■ Given instruction:
All the records that follow need to be reproduced exactly. Omit the images.

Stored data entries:
○ ○ ○

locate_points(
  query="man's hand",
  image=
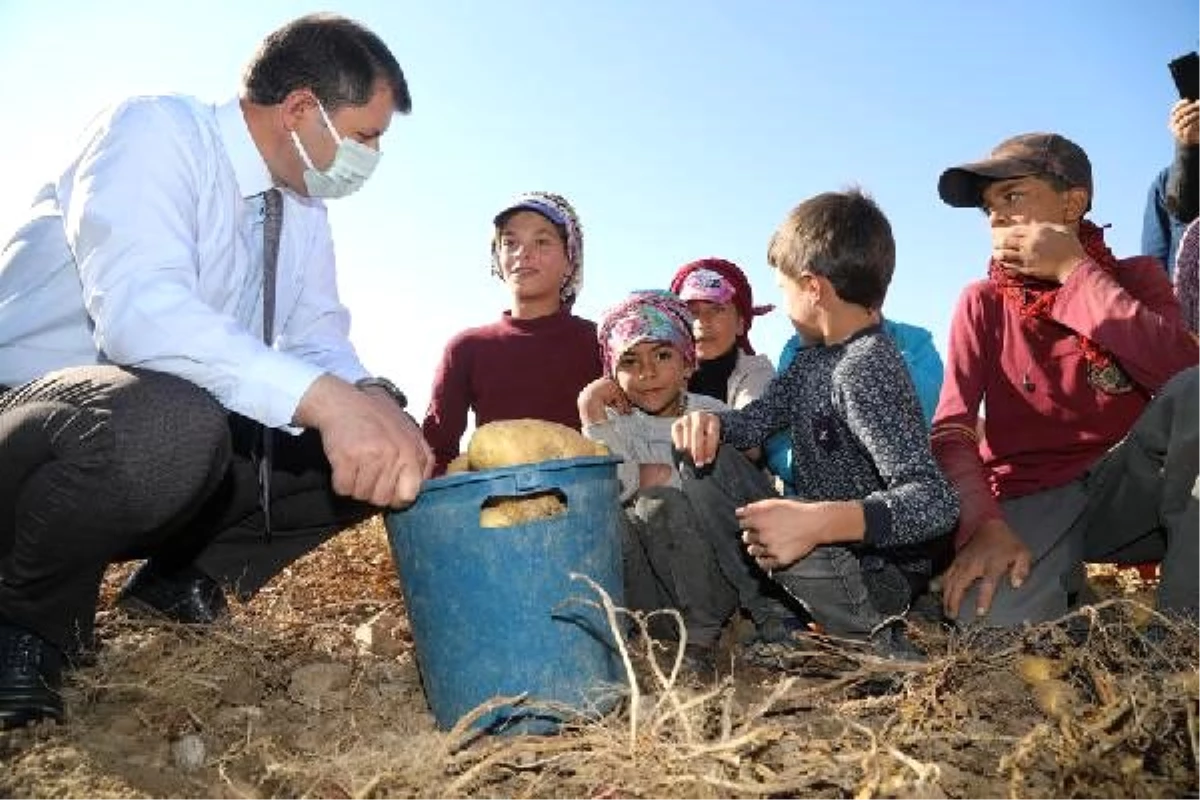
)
(600, 394)
(779, 531)
(377, 450)
(1185, 121)
(994, 552)
(1039, 250)
(699, 434)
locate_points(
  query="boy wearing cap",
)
(499, 371)
(721, 301)
(855, 545)
(1092, 434)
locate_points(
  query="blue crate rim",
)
(555, 465)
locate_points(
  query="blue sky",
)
(678, 128)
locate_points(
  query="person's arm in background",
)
(1156, 226)
(779, 445)
(924, 362)
(449, 404)
(1182, 187)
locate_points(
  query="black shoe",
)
(186, 596)
(892, 642)
(30, 679)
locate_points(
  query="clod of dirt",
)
(187, 752)
(321, 686)
(384, 635)
(1055, 697)
(243, 689)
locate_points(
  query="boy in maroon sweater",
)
(537, 359)
(1091, 444)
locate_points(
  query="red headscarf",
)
(743, 295)
(1035, 298)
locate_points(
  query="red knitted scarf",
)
(1033, 298)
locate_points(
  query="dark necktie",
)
(273, 226)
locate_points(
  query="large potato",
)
(508, 443)
(507, 512)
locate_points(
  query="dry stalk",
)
(635, 692)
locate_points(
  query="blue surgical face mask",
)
(353, 164)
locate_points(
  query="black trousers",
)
(103, 464)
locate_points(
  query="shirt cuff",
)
(877, 517)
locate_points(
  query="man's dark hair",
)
(336, 58)
(843, 236)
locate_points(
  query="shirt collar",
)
(253, 176)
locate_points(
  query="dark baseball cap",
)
(1023, 156)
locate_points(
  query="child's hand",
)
(780, 531)
(600, 394)
(1039, 250)
(699, 434)
(649, 475)
(994, 552)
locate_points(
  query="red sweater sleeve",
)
(449, 404)
(1137, 319)
(954, 433)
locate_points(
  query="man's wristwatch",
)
(387, 385)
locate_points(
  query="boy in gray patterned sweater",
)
(855, 545)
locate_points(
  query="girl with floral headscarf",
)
(499, 371)
(648, 355)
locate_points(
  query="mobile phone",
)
(1186, 72)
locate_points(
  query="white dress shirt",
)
(148, 252)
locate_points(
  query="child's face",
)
(1024, 200)
(653, 376)
(801, 304)
(532, 256)
(717, 328)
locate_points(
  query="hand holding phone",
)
(1186, 72)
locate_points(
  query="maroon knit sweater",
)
(510, 370)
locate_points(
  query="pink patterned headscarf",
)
(649, 316)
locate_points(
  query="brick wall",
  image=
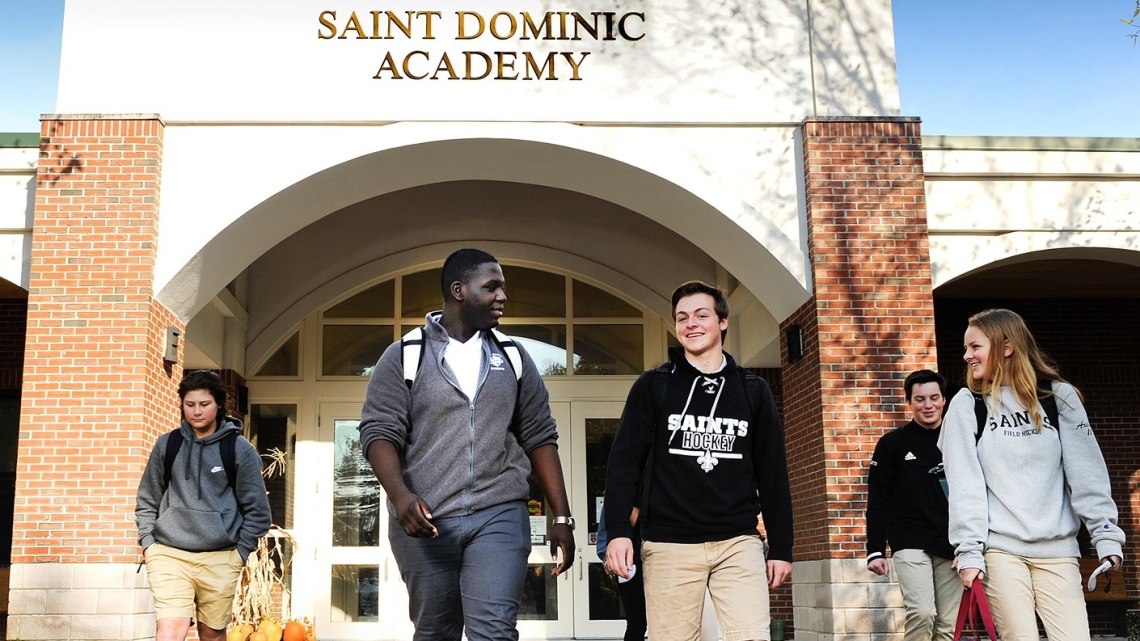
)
(873, 317)
(95, 391)
(13, 325)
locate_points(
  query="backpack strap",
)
(751, 383)
(1045, 396)
(227, 446)
(412, 347)
(659, 388)
(509, 347)
(173, 444)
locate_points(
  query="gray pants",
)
(470, 576)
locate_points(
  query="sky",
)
(967, 67)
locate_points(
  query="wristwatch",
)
(563, 520)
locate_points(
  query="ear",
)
(457, 291)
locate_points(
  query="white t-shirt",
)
(465, 360)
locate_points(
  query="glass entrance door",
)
(357, 586)
(360, 592)
(597, 610)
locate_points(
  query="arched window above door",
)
(570, 327)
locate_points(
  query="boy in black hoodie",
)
(700, 449)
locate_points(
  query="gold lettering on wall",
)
(498, 26)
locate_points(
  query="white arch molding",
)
(954, 257)
(210, 236)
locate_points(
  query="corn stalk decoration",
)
(262, 583)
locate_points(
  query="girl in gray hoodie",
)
(1020, 487)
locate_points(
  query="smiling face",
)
(979, 351)
(697, 324)
(201, 412)
(483, 297)
(926, 405)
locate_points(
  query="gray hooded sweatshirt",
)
(200, 512)
(459, 455)
(1025, 491)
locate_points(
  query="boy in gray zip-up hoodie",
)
(453, 452)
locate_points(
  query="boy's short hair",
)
(920, 378)
(459, 266)
(204, 380)
(719, 301)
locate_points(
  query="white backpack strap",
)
(412, 347)
(511, 349)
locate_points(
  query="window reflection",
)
(545, 343)
(355, 593)
(356, 491)
(608, 349)
(539, 593)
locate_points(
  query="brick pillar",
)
(96, 390)
(869, 323)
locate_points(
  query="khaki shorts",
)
(197, 585)
(733, 571)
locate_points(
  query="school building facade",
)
(269, 189)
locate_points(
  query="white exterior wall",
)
(265, 61)
(17, 197)
(1007, 200)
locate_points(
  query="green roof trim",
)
(31, 140)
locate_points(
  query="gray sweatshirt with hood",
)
(200, 512)
(459, 455)
(1025, 491)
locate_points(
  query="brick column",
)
(869, 323)
(96, 390)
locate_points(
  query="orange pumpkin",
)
(294, 631)
(271, 629)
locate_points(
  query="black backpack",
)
(228, 456)
(1045, 396)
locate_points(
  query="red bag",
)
(975, 607)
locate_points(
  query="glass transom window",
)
(569, 327)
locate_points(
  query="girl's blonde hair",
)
(1019, 370)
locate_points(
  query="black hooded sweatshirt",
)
(714, 465)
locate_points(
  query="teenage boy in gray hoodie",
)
(453, 451)
(197, 532)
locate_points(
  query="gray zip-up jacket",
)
(200, 512)
(459, 455)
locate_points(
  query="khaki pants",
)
(733, 571)
(931, 594)
(1018, 586)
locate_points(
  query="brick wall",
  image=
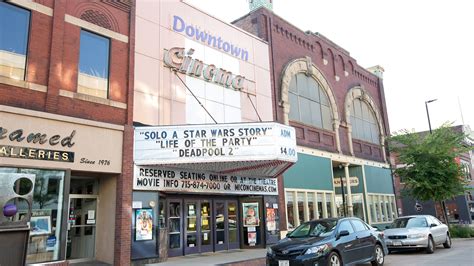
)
(52, 63)
(288, 43)
(53, 57)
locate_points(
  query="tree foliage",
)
(429, 169)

○ ○ ○

■ The response:
locate_points(
  query="man's hand",
  image=
)
(600, 394)
(779, 531)
(377, 450)
(1185, 121)
(994, 552)
(1039, 250)
(699, 434)
locate_points(
  query="boy wearing cap",
)
(499, 371)
(721, 301)
(855, 545)
(1092, 434)
locate_points(
  query="blue crate rim",
)
(555, 465)
locate_points(
  query="blue sky",
)
(678, 128)
locate_points(
  query="person's arm in background",
)
(1156, 226)
(779, 445)
(924, 362)
(449, 404)
(1182, 187)
locate_points(
  query="black shoe",
)
(186, 596)
(892, 642)
(30, 679)
locate_points(
  query="clod of dirt",
)
(187, 752)
(321, 686)
(384, 635)
(1055, 697)
(243, 689)
locate_points(
  query="boy in maroon sweater",
)
(537, 359)
(1091, 444)
locate_points(
  query="red headscarf",
)
(743, 295)
(1035, 298)
locate_points(
  query="red knitted scarf",
)
(1033, 298)
locate_points(
  query="dark necktie",
)
(273, 226)
locate_points(
  query="large potato",
)
(508, 443)
(507, 512)
locate_points(
  query="dry stalk",
)
(635, 692)
locate_points(
  query="blue surgical face mask",
)
(353, 164)
locate_points(
  query="black trousers",
)
(103, 464)
locate_points(
  query="shirt cuff",
)
(877, 517)
locate_points(
  query="man's dark hair",
)
(336, 58)
(843, 236)
locate_points(
  query="shirt collar",
)
(253, 176)
locate_points(
  query="dark baseball cap",
)
(1023, 156)
locate_points(
  query="child's hand",
)
(780, 531)
(600, 394)
(1039, 250)
(699, 434)
(649, 475)
(994, 552)
locate_points(
  query="red sweater sleeve",
)
(449, 404)
(1137, 319)
(954, 433)
locate_points(
  query="man's wristwatch",
)
(387, 385)
locate_points(
  query="boy in gray patterned sweater",
)
(855, 545)
locate_points(
  query="girl with floral headscarf",
)
(499, 371)
(648, 355)
locate_points(
  query="mobile phone",
)
(1186, 72)
locate_points(
  query="white dress shirt",
)
(148, 252)
locate_points(
  query="child's face",
)
(1024, 200)
(653, 376)
(801, 304)
(532, 256)
(717, 328)
locate_points(
  query="hand holding phone",
)
(1186, 72)
locate_points(
  query="maroon knit sweater",
)
(510, 370)
locate_points(
  query="pink patterned headscarf",
)
(649, 316)
locate_points(
  query="brick wall",
  image=
)
(873, 317)
(95, 391)
(13, 325)
locate_points(
  query="backpack strap",
)
(751, 383)
(1045, 396)
(227, 446)
(412, 347)
(659, 388)
(509, 347)
(173, 444)
locate_points(
  query="gray pants",
)
(470, 576)
locate_points(
  query="sky",
)
(967, 67)
locate_points(
  query="wristwatch",
)
(563, 520)
locate_points(
  query="ear",
)
(457, 291)
locate_points(
  query="white t-shirt",
)
(465, 360)
locate_points(
  query="glass entrance door",
)
(357, 586)
(360, 592)
(597, 610)
locate_points(
  query="arched window above door",
)
(570, 327)
locate_points(
  query="boy in black hoodie",
)
(700, 449)
locate_points(
  query="gold lettering on wall",
)
(498, 26)
locate_points(
  query="white arch molding",
)
(954, 257)
(210, 236)
locate_points(
  query="corn stalk decoration",
)
(262, 583)
locate_points(
  query="girl in gray hoodie",
)
(1020, 487)
locate_points(
  query="smiling face",
)
(979, 351)
(697, 324)
(201, 412)
(483, 297)
(926, 405)
locate_points(
  query="gray hooded sweatshirt",
)
(200, 512)
(459, 455)
(1025, 491)
locate_points(
  query="boy in gray zip-up hoodie",
)
(453, 452)
locate_points(
  query="boy's short hair",
)
(920, 378)
(459, 266)
(204, 380)
(719, 301)
locate_points(
  query="white backpack strap",
)
(412, 347)
(511, 349)
locate_points(
  query="window reflection",
)
(545, 343)
(355, 593)
(356, 491)
(608, 349)
(539, 593)
locate_points(
  query="brick pillar",
)
(96, 390)
(869, 323)
locate_points(
  query="khaki shorts",
)
(197, 585)
(733, 571)
locate_points(
  query="school building facade",
)
(269, 189)
locate_points(
  query="white exterior wall",
)
(265, 61)
(17, 197)
(1007, 200)
locate_points(
  query="green roof trim",
)
(31, 140)
locate_points(
  query="gray sweatshirt with hood",
)
(200, 512)
(459, 455)
(1025, 491)
locate_points(
  query="brick column",
)
(869, 323)
(96, 390)
locate_points(
  query="orange pumpkin",
)
(294, 631)
(271, 629)
locate_points(
  query="black backpack",
)
(228, 456)
(1045, 396)
locate_points(
  query="red bag",
)
(975, 607)
locate_points(
  query="glass transom window",
)
(569, 327)
locate_points(
  query="girl's blonde hair",
)
(1019, 370)
locate_points(
  query="black hooded sweatshirt",
)
(714, 465)
locate_points(
  query="teenage boy in gray hoodie",
)
(453, 451)
(197, 532)
locate_points(
  query="gray zip-up jacket",
)
(200, 512)
(459, 455)
locate_points(
  query="khaki pants",
)
(733, 571)
(931, 594)
(1018, 586)
locate_points(
  query="brick wall",
  image=
)
(52, 63)
(288, 43)
(53, 57)
locate_points(
  query="tree foliage",
)
(429, 169)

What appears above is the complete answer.